• Problem statement
Each line of the listing must be transcribed exactly, except for the images, which should be excluded.

• Source data
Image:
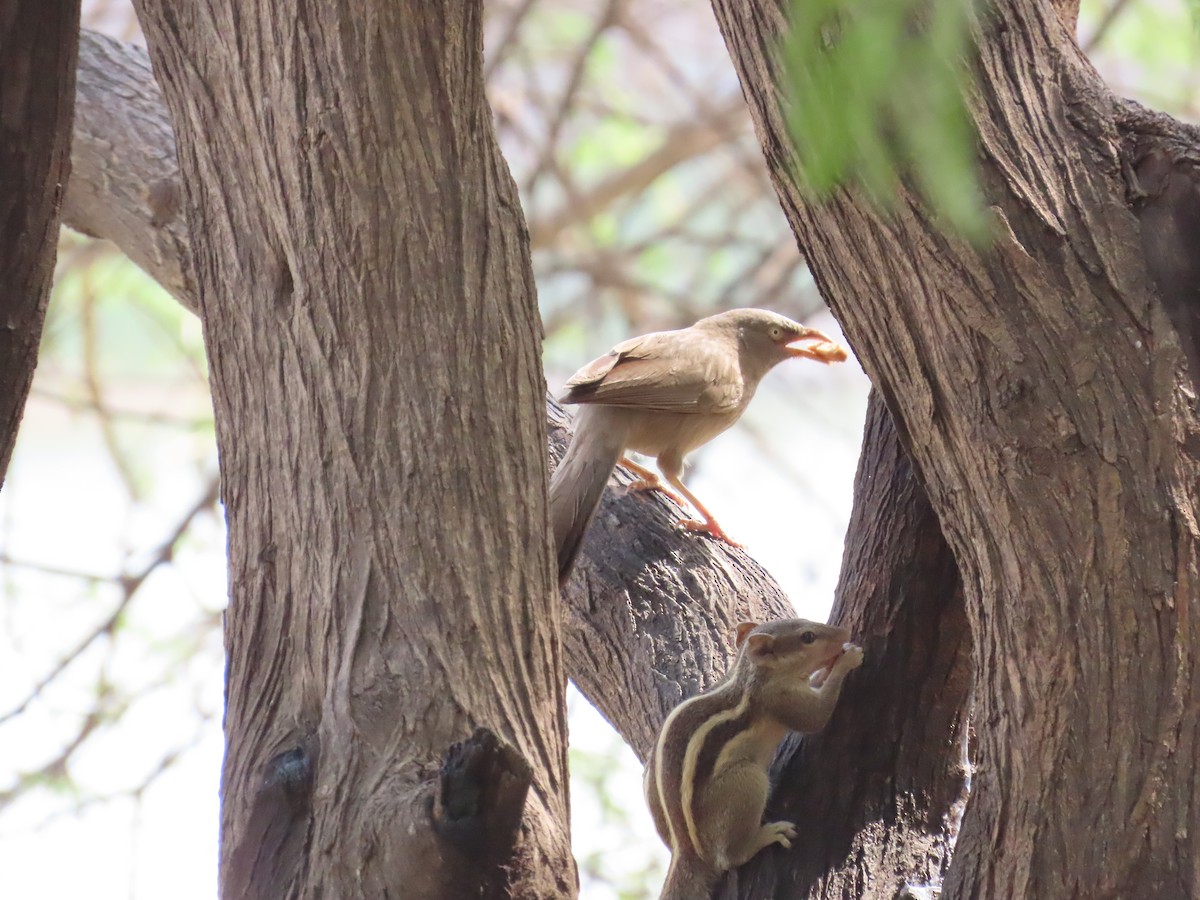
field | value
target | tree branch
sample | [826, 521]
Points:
[124, 174]
[651, 613]
[37, 66]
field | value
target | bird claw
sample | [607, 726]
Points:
[653, 484]
[709, 528]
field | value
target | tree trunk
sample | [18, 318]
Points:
[372, 331]
[877, 795]
[1037, 385]
[39, 43]
[649, 617]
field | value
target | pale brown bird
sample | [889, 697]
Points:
[664, 395]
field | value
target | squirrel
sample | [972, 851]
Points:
[706, 778]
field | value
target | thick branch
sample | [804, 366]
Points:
[125, 178]
[37, 64]
[1036, 387]
[875, 793]
[651, 612]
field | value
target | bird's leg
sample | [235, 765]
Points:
[709, 525]
[647, 480]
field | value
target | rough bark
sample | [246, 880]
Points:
[37, 64]
[1037, 385]
[877, 795]
[652, 612]
[649, 615]
[125, 177]
[370, 319]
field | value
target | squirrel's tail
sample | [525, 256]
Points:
[575, 490]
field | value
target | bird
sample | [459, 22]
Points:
[663, 395]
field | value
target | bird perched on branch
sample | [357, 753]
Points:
[664, 395]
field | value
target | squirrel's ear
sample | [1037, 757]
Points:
[761, 646]
[744, 629]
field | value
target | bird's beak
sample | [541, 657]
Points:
[826, 351]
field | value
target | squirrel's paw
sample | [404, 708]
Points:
[851, 657]
[781, 833]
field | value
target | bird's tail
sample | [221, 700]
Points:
[689, 879]
[575, 490]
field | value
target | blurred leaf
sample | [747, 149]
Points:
[875, 97]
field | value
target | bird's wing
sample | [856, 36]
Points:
[669, 371]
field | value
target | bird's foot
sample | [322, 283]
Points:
[709, 528]
[653, 484]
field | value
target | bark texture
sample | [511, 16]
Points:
[649, 615]
[37, 65]
[652, 611]
[124, 172]
[370, 318]
[1037, 385]
[879, 793]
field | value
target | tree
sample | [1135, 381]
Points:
[35, 153]
[1037, 387]
[965, 347]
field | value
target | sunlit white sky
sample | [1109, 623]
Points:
[780, 483]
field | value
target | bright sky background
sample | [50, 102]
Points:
[780, 483]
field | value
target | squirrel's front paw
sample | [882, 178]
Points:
[851, 657]
[781, 833]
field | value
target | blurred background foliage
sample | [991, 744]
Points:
[648, 207]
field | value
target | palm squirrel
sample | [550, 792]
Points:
[706, 779]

• Exercise result
Image:
field | value
target | tree branch
sample | [826, 521]
Points:
[124, 174]
[651, 613]
[37, 66]
field | value
target | bird claw
sample | [607, 726]
Points:
[653, 484]
[709, 528]
field | value
target | tree trunk
sample | [18, 318]
Points:
[372, 331]
[877, 795]
[1037, 385]
[39, 43]
[649, 617]
field | value
target | pale brown bird
sample | [889, 697]
Points:
[664, 395]
field | value
target | squirrel
sample | [972, 851]
Points:
[706, 778]
field | value
target | thick branch
sample | [804, 366]
Points:
[125, 178]
[37, 64]
[1036, 387]
[875, 793]
[651, 612]
field | value
target | bird's leg
sample | [235, 765]
Points:
[709, 525]
[647, 480]
field | value
target | rough bark
sample | [246, 880]
Points:
[37, 64]
[1037, 385]
[877, 795]
[652, 612]
[649, 615]
[125, 177]
[370, 319]
field | value
target | squirrel's tail
sample | [525, 256]
Points:
[575, 490]
field | value
target | bird
sample | [459, 22]
Points:
[663, 395]
field | value
target | bird perched on branch
sample | [357, 753]
Points:
[664, 395]
field | value
target | squirrel's ear
sample | [1037, 757]
Points:
[761, 646]
[744, 629]
field | value
target | bird's beak
sample | [541, 657]
Points:
[826, 351]
field | value
target | squirrel's paw
sample | [404, 708]
Points:
[851, 657]
[781, 833]
field | value
target | bird's tail
sample | [221, 700]
Points:
[689, 879]
[575, 490]
field | value
target | blurred leaf
sample | [747, 149]
Points:
[875, 97]
field | value
target | bird's wing
sample | [856, 36]
Points:
[669, 371]
field | value
target | bird's foot
sample | [322, 283]
Points:
[709, 528]
[653, 484]
field | value
target | bark texture
sample | [511, 16]
Points:
[649, 615]
[37, 65]
[652, 611]
[124, 172]
[370, 318]
[1037, 385]
[879, 793]
field | value
target | tree
sample | [1135, 381]
Points:
[35, 153]
[1037, 387]
[965, 347]
field | value
target | sunlit white sky
sample | [1109, 623]
Points:
[780, 483]
field | value
target | bright sky background
sample | [50, 102]
Points:
[780, 483]
field | value
target | squirrel's front paw
sample | [882, 178]
Points:
[851, 657]
[781, 833]
field | value
target | blurred background foliage
sample | [991, 744]
Points:
[648, 207]
field | value
target | palm squirrel
sample | [550, 792]
Points:
[706, 779]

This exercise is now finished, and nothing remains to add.